■ **WHAT TO WORK ON**
Your task is to repeat, word for word, the line containing "the wet rock" and all lines that follow it to the end of the material, and no other lines.

(Point placement records)
— begin —

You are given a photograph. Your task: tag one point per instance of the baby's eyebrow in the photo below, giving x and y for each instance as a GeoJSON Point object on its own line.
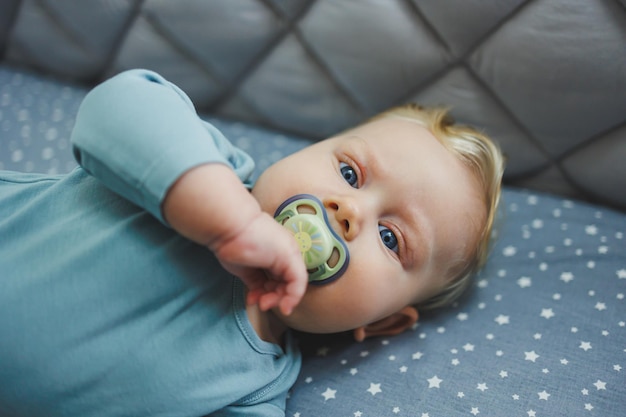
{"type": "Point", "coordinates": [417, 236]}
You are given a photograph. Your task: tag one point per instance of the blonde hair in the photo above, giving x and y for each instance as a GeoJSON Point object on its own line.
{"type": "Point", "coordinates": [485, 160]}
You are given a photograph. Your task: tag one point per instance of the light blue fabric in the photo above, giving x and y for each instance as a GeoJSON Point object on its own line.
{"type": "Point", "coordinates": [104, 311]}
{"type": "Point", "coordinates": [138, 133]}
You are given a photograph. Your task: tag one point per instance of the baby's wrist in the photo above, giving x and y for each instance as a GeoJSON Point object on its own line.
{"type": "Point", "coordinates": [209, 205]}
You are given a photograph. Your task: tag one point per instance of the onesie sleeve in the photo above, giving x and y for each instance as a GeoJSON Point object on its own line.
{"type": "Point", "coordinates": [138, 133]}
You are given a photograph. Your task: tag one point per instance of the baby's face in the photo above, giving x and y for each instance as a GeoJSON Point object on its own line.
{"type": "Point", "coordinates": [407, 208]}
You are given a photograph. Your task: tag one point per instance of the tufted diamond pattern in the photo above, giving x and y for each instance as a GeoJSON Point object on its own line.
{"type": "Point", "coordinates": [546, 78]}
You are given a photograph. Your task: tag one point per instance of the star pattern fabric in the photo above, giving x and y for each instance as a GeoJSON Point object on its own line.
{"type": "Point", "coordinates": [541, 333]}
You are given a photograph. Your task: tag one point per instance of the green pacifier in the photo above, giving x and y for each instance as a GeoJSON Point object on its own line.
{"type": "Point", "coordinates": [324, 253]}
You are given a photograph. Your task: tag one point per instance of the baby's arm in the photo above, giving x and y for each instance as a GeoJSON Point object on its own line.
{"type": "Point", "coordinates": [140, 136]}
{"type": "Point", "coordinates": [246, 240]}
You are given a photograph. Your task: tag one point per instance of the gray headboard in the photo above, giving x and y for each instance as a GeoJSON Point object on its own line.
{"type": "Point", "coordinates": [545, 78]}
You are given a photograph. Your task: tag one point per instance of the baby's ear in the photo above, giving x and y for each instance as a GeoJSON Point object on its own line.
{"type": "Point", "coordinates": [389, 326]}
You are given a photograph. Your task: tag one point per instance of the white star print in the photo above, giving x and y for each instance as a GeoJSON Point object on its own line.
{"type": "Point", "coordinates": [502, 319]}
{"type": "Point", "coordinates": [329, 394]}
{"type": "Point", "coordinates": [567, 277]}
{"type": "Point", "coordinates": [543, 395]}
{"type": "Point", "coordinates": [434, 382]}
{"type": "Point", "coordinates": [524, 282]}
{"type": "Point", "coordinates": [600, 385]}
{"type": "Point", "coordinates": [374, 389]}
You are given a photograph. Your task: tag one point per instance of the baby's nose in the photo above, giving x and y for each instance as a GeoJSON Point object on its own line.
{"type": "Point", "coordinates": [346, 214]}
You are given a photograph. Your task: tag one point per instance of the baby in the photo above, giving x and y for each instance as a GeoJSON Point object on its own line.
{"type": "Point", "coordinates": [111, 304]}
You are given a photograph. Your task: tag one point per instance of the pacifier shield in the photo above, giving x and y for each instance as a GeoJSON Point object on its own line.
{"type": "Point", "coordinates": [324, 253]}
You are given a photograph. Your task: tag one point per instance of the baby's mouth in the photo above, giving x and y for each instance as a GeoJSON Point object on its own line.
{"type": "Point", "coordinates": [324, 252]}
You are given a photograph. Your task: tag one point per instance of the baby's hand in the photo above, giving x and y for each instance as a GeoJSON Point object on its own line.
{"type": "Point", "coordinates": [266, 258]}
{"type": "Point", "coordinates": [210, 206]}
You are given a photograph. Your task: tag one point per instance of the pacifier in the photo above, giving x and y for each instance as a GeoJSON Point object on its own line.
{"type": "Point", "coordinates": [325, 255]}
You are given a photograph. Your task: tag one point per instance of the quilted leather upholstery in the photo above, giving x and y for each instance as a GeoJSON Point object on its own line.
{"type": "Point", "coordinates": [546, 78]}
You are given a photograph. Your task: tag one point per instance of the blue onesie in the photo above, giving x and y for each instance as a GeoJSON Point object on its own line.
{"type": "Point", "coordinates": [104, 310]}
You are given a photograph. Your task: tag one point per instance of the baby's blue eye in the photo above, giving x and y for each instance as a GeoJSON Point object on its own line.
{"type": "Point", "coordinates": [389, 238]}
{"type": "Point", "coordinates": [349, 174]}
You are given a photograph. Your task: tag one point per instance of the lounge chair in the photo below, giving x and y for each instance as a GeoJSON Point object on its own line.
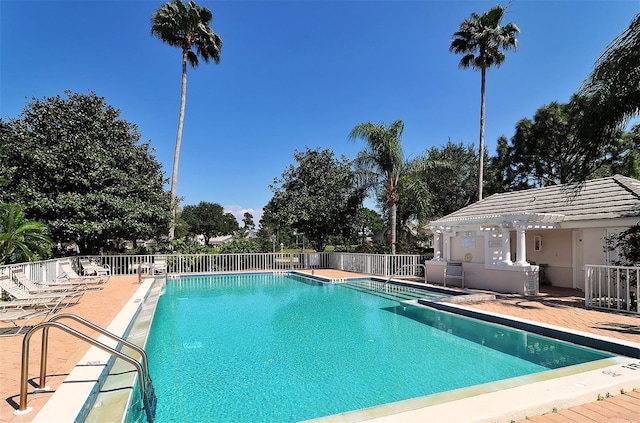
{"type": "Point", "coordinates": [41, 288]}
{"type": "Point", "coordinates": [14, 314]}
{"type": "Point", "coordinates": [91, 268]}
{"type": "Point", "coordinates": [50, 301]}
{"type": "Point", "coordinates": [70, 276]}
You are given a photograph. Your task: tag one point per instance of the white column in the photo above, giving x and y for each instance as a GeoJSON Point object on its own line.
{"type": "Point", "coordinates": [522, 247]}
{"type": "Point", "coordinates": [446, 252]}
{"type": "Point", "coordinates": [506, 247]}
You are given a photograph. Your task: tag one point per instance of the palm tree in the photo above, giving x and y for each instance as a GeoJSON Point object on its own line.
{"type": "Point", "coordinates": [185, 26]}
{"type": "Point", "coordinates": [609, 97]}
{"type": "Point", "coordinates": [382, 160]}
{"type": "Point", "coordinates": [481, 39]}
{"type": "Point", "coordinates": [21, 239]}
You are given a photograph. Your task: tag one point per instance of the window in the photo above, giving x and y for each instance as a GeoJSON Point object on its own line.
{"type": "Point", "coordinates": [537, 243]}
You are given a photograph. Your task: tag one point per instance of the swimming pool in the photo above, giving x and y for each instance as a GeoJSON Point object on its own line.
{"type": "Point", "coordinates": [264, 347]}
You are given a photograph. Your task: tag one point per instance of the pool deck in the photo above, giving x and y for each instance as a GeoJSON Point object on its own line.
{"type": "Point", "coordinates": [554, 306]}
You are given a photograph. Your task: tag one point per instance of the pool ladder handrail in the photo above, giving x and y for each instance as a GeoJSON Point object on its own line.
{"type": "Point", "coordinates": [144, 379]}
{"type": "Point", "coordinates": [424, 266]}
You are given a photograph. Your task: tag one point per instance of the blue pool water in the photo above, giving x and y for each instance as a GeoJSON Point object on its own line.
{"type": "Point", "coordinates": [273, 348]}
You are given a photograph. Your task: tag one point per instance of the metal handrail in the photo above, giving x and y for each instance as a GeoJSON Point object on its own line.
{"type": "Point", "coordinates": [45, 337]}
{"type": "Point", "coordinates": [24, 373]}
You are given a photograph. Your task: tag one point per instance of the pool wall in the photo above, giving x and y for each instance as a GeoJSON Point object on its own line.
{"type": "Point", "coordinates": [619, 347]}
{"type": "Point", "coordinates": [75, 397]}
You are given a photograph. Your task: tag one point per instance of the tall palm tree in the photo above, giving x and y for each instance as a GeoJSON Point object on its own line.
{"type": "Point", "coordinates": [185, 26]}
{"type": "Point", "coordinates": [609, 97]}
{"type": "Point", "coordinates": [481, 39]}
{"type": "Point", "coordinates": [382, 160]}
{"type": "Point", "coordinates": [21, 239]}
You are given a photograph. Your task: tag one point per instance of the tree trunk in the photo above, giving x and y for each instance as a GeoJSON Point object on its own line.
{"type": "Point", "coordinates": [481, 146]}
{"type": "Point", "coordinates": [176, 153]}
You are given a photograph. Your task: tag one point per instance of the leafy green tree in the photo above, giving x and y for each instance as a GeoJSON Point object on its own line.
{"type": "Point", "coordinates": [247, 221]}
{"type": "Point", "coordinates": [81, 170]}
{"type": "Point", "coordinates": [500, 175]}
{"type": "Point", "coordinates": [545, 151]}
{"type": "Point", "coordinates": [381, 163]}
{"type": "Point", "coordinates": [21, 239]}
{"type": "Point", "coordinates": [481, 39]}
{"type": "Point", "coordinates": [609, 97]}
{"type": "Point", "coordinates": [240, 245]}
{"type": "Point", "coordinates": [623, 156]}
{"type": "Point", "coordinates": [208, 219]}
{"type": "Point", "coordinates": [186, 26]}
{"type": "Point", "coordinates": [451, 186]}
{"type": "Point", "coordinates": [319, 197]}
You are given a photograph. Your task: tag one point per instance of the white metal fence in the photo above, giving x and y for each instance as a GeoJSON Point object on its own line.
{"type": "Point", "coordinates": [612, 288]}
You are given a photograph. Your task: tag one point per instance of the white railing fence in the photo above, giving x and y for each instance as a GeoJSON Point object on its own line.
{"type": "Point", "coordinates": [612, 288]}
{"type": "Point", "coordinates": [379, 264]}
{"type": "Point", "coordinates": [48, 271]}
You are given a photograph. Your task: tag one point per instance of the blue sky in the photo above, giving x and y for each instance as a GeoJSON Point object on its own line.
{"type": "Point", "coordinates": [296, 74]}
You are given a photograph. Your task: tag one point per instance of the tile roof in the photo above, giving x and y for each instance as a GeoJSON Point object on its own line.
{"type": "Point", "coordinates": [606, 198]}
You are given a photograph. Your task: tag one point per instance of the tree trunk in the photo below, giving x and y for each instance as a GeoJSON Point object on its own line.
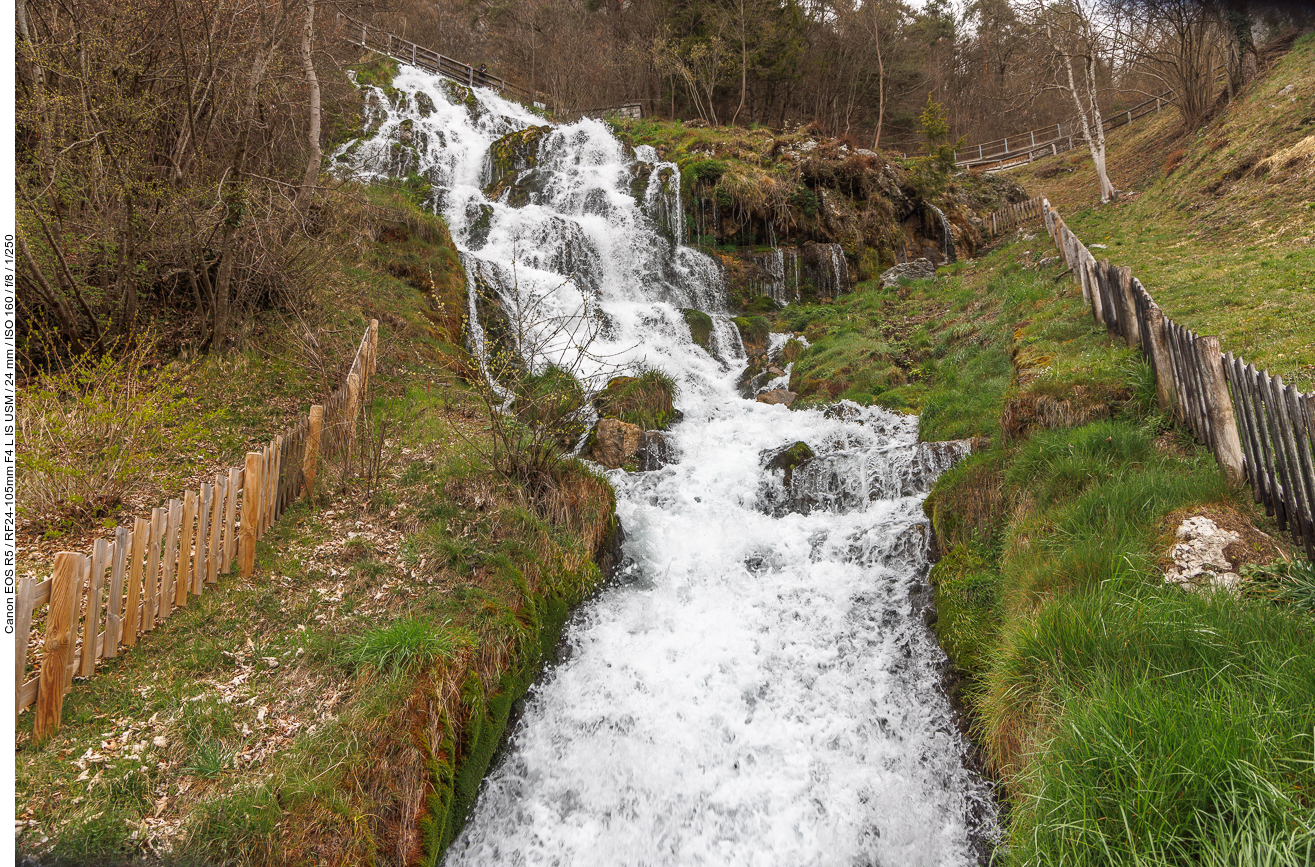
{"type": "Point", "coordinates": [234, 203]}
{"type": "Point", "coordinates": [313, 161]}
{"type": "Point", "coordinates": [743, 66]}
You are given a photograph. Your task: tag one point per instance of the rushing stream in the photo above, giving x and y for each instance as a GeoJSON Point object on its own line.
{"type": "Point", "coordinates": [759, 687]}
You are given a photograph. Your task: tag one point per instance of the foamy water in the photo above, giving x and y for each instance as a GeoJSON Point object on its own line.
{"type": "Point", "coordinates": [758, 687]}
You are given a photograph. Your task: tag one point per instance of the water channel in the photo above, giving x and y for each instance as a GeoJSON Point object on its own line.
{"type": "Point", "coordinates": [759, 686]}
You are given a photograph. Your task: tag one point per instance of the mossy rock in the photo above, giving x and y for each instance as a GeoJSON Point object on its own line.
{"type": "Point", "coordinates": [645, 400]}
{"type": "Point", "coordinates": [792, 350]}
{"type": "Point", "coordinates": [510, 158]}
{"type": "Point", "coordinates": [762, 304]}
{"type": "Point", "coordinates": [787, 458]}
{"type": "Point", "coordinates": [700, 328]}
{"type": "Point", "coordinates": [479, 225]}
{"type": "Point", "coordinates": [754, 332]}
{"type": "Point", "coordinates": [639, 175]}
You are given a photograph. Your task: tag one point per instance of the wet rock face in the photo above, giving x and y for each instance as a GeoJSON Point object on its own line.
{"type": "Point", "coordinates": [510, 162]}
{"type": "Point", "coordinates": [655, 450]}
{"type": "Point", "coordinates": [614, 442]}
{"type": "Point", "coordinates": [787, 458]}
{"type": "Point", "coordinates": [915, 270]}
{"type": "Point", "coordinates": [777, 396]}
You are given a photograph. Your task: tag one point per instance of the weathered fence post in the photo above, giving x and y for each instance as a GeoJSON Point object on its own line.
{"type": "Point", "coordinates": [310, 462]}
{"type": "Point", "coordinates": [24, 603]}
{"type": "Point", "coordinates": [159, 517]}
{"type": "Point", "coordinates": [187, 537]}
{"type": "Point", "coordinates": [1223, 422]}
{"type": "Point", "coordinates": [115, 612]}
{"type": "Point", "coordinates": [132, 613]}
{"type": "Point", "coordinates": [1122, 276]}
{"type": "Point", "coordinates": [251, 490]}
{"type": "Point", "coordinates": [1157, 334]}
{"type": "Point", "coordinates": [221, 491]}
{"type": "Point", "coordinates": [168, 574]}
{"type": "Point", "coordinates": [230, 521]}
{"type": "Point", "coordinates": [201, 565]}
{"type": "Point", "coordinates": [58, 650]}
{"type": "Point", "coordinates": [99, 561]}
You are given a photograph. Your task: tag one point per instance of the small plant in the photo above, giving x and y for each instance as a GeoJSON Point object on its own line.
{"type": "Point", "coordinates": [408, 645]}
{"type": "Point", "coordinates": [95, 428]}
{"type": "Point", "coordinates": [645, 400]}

— end —

■ **SOLUTION TO THE PROBLEM**
You are given a photograph. Your task: tag one point per instance of the wet rock face in the photo above, giving x and y for each instance as a GeoJSON Point object on its own line.
{"type": "Point", "coordinates": [510, 162]}
{"type": "Point", "coordinates": [655, 450]}
{"type": "Point", "coordinates": [614, 442]}
{"type": "Point", "coordinates": [787, 458]}
{"type": "Point", "coordinates": [915, 270]}
{"type": "Point", "coordinates": [777, 396]}
You are given a photograph. Your task: tag one point per instance of the weathered fence post in the photo above, giving x and y for each instance as a GeoJSON Point object on its own line.
{"type": "Point", "coordinates": [310, 462]}
{"type": "Point", "coordinates": [24, 603]}
{"type": "Point", "coordinates": [159, 517]}
{"type": "Point", "coordinates": [187, 537]}
{"type": "Point", "coordinates": [1223, 422]}
{"type": "Point", "coordinates": [115, 612]}
{"type": "Point", "coordinates": [132, 613]}
{"type": "Point", "coordinates": [1122, 276]}
{"type": "Point", "coordinates": [251, 490]}
{"type": "Point", "coordinates": [1157, 334]}
{"type": "Point", "coordinates": [221, 491]}
{"type": "Point", "coordinates": [168, 574]}
{"type": "Point", "coordinates": [230, 521]}
{"type": "Point", "coordinates": [201, 565]}
{"type": "Point", "coordinates": [58, 650]}
{"type": "Point", "coordinates": [99, 561]}
You are given a photograph. Your task: tag one point per instance of the small plant in the photo above, giving x and y for each instance as a GeoJSON Point object on its own line.
{"type": "Point", "coordinates": [408, 645]}
{"type": "Point", "coordinates": [95, 428]}
{"type": "Point", "coordinates": [645, 400]}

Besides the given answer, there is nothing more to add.